***** RECORD EXTRACTS

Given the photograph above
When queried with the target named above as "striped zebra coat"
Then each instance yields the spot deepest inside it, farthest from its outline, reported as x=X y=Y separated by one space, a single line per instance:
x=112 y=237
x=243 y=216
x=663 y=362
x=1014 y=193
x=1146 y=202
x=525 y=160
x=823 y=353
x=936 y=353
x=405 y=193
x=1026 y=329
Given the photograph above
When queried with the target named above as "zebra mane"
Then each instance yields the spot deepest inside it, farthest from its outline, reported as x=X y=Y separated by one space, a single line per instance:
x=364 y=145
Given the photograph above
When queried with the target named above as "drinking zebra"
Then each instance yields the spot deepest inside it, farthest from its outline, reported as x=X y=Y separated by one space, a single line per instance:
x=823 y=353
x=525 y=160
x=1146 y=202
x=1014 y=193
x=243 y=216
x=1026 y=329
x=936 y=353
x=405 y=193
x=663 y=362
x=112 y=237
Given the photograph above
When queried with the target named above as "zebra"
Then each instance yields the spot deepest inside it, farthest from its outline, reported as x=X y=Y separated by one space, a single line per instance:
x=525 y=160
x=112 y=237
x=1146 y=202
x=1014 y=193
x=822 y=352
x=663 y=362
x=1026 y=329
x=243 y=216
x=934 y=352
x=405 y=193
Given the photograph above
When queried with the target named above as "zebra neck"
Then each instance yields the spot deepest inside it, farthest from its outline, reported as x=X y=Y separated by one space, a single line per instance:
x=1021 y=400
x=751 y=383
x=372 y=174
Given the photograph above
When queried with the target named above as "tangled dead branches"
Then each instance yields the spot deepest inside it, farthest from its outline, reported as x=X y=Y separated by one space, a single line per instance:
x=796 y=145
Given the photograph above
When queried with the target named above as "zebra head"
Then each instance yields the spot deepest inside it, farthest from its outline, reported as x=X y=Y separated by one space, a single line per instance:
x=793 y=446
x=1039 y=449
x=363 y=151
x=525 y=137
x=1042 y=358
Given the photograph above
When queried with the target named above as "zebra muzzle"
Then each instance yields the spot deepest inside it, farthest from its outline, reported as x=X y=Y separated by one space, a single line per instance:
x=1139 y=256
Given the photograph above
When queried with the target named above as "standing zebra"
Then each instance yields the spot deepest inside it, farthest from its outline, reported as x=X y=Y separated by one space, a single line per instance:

**********

Provide a faithful, complete copy of the entries above.

Given the photograph above
When queried with the target named above as "striped zebra coat"
Then each instance yields the spot deepest inside it, farthest from its outline, reported as x=X y=Y separated by one space, a single line per instance:
x=112 y=237
x=243 y=216
x=663 y=362
x=1014 y=193
x=1146 y=202
x=525 y=160
x=823 y=353
x=936 y=353
x=405 y=193
x=1026 y=329
Given the photograph above
When queried with the target named above as "zebra mane"
Then each instance yields the spot deepest inside it, farthest from its outline, reported as x=X y=Y separated by one space, a single line per instance:
x=364 y=145
Given the photograph above
When queried with the target named above as "drinking zebra"
Then each instance yields the spot deepest inside it, farthest from its outline, reported as x=X y=Y separated by one space, a single line per instance:
x=823 y=353
x=525 y=160
x=1146 y=202
x=1014 y=193
x=243 y=216
x=1026 y=329
x=936 y=353
x=405 y=193
x=663 y=362
x=112 y=237
Given the photograph above
When queried with the target named above as "zebra"
Then each instance yields the spot deepest inside it, farthest from its outline, reported as x=X y=Y separated by one space, a single line per instance:
x=525 y=160
x=112 y=237
x=1146 y=202
x=1014 y=193
x=822 y=352
x=663 y=362
x=1026 y=329
x=243 y=216
x=934 y=352
x=405 y=193
Given the photograph above
When queried with the target named above as "zebra neck"
Then each instance yields the spot deepest inside it, farthest from its outline, reported as x=X y=Y separated by one space, a single line per instance:
x=1021 y=400
x=751 y=383
x=372 y=174
Given the photograph above
When queried with the target named above as "tangled dead branches"
Then each instance yields the spot deepest inside it, farthest from its outline, reported as x=X y=Y separated by one space, a single line per instance:
x=796 y=145
Given the photograph above
When queried with the target named above as "zebra head"
Then each instance yields the spot deepest inside it, farthest from its outline, reported as x=X y=Y separated by one space, a single line per instance:
x=793 y=446
x=1039 y=449
x=363 y=151
x=525 y=137
x=1042 y=358
Given the photograph above
When queried with the target named above as "zebra muzzle"
Then each instance yields the spot deepest inside it, farthest from its outline, reported as x=X y=Y separated by one space, a single line per instance:
x=1139 y=256
Given the photograph above
When queried with the target named above as "standing zebra"
Then each instance yields the spot deepest inside it, farthest from its outline, reported as x=X y=Y separated by one space, a single line per instance:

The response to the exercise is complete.